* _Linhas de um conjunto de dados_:
_ _ _ _ _

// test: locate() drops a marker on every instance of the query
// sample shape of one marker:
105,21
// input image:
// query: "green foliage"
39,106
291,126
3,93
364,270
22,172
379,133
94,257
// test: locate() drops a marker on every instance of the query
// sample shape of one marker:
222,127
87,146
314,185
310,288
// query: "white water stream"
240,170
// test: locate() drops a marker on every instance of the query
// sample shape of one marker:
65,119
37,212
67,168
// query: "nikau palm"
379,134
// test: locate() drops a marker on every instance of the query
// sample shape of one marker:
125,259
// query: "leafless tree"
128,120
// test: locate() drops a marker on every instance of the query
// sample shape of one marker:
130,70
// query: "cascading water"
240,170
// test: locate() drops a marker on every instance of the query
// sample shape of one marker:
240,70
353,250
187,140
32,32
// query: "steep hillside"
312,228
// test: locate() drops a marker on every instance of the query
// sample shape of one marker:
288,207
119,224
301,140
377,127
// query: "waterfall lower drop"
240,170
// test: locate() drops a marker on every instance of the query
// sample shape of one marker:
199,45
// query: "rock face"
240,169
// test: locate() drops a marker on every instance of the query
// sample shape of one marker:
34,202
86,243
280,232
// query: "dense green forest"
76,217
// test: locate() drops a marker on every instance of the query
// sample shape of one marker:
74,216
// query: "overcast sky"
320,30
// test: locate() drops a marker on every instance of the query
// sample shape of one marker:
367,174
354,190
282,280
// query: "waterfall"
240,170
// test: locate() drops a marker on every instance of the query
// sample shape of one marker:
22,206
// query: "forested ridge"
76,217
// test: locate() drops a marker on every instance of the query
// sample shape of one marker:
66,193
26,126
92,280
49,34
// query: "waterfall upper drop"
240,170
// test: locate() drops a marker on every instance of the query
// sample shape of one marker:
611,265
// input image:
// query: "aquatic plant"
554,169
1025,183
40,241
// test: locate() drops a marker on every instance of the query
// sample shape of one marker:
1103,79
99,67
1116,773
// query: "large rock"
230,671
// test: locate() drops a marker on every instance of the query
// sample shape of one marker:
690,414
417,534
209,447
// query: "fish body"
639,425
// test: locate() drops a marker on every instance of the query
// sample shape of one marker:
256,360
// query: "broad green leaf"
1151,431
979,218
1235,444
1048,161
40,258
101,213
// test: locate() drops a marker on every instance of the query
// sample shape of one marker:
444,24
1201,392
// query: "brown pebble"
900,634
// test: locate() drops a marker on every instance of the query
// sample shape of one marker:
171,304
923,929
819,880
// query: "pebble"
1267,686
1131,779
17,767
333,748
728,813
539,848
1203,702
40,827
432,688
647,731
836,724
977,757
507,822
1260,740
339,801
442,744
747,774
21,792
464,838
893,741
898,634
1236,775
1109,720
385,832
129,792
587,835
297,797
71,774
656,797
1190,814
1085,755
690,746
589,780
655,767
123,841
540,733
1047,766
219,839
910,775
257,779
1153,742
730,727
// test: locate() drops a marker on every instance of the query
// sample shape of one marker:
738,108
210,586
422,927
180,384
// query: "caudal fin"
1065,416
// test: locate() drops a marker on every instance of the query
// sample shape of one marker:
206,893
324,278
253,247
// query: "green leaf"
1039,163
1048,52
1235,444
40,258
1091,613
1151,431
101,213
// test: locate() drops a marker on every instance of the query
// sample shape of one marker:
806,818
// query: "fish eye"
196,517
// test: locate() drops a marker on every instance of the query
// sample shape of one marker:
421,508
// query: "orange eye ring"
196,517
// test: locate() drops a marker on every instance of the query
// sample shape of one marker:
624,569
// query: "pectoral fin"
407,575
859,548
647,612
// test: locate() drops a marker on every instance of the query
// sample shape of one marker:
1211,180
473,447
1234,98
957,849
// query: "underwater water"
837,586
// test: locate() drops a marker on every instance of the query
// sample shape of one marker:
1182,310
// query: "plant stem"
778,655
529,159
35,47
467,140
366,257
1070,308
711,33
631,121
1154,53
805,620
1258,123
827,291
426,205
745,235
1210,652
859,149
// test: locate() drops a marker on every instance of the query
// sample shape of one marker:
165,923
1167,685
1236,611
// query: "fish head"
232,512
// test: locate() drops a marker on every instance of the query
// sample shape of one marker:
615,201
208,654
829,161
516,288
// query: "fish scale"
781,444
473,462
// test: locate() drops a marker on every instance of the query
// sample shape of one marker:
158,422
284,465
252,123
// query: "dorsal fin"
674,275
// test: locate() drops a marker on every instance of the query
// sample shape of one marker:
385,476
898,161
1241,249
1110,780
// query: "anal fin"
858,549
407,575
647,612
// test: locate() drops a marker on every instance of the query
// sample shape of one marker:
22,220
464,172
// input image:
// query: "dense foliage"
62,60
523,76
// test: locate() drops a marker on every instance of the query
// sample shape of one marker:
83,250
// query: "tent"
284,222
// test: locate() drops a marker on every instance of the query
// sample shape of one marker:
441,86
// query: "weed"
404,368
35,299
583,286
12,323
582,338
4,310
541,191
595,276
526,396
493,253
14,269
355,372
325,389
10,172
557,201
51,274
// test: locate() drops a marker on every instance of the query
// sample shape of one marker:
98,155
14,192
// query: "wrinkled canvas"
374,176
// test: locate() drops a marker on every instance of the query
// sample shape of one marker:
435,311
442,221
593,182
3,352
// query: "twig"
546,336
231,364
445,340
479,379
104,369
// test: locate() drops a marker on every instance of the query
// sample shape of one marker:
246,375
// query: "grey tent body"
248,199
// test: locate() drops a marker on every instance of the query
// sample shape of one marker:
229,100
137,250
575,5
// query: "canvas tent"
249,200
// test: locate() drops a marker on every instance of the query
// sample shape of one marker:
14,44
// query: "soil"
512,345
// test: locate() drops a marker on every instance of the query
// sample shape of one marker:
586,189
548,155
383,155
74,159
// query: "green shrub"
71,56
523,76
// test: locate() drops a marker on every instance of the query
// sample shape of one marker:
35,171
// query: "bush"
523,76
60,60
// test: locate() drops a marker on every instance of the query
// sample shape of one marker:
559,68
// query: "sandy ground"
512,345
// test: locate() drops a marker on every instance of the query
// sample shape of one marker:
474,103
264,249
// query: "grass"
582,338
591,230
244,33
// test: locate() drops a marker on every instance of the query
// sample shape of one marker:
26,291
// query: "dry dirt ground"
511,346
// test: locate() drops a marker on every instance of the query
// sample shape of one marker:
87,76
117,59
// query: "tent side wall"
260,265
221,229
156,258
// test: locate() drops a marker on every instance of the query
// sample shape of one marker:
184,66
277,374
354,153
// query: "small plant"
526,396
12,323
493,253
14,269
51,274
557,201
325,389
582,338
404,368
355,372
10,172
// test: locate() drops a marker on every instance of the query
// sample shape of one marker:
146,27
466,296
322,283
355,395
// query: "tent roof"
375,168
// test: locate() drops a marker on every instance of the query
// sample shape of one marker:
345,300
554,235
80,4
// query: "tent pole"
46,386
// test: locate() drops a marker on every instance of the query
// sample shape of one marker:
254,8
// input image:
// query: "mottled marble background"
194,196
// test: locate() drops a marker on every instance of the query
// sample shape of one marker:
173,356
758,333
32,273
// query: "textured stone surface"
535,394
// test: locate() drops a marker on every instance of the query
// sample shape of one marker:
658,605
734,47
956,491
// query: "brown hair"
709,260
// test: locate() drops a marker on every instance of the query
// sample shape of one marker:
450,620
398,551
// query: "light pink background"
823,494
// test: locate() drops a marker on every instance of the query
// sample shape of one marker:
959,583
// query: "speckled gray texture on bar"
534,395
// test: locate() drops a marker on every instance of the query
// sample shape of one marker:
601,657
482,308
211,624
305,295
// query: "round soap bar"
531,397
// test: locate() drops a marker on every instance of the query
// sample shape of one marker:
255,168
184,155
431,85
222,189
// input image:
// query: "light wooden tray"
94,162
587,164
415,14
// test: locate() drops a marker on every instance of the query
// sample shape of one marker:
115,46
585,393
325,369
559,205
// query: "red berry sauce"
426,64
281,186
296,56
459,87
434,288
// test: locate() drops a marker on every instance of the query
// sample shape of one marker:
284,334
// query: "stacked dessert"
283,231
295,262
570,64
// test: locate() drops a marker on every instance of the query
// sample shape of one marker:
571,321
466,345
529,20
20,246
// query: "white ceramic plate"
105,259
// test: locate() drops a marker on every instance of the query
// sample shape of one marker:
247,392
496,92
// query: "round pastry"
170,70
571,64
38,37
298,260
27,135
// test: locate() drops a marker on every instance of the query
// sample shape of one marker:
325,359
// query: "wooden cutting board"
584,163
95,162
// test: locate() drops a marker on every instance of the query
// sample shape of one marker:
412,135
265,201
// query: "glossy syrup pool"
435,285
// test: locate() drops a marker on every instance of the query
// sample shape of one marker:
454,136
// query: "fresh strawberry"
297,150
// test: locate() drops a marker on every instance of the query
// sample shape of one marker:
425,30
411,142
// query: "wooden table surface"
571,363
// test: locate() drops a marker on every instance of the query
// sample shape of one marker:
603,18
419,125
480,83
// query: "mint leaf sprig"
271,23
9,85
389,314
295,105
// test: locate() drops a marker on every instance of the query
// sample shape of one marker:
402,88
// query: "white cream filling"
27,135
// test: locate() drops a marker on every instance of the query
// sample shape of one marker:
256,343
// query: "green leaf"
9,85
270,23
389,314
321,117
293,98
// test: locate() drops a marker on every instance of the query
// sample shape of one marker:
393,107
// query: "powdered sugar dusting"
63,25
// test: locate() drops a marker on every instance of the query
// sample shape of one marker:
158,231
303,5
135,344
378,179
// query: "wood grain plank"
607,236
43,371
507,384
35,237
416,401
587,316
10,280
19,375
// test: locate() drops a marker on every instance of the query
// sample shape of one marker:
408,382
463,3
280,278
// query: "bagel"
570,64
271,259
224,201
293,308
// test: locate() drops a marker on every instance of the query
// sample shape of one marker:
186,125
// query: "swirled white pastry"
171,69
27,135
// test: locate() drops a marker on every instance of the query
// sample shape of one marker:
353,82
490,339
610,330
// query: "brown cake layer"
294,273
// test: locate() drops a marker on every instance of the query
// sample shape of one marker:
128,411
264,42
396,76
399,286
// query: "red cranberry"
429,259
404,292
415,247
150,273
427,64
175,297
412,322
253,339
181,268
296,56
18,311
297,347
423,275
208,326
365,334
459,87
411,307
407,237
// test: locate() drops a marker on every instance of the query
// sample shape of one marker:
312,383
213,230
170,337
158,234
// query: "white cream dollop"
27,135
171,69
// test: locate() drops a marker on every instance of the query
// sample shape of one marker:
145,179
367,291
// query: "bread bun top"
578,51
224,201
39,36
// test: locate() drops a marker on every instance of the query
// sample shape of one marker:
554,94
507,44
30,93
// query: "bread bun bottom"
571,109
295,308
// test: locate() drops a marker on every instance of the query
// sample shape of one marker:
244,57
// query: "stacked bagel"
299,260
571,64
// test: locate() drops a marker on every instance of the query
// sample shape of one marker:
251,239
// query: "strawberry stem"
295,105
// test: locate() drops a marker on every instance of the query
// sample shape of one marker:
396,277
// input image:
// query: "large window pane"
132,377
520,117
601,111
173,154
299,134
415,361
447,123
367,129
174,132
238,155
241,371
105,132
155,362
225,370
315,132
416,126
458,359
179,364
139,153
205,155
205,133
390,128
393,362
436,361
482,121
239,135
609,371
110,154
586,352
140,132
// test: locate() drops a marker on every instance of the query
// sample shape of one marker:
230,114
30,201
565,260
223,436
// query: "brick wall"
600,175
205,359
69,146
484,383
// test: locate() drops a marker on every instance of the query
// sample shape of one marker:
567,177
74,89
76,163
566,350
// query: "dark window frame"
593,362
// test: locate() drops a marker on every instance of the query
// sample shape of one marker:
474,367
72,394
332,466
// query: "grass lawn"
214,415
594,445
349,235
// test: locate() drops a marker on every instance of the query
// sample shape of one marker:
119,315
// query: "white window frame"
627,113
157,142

_ _ _ _ _

* _O QUE SE PEDE_: Mostre cada linha dos registros acima em que aparece a palavra "cream".

* _RESPOSTA DO EXERCÍCIO_:
// query: "white cream filling"
// query: "white cream dollop"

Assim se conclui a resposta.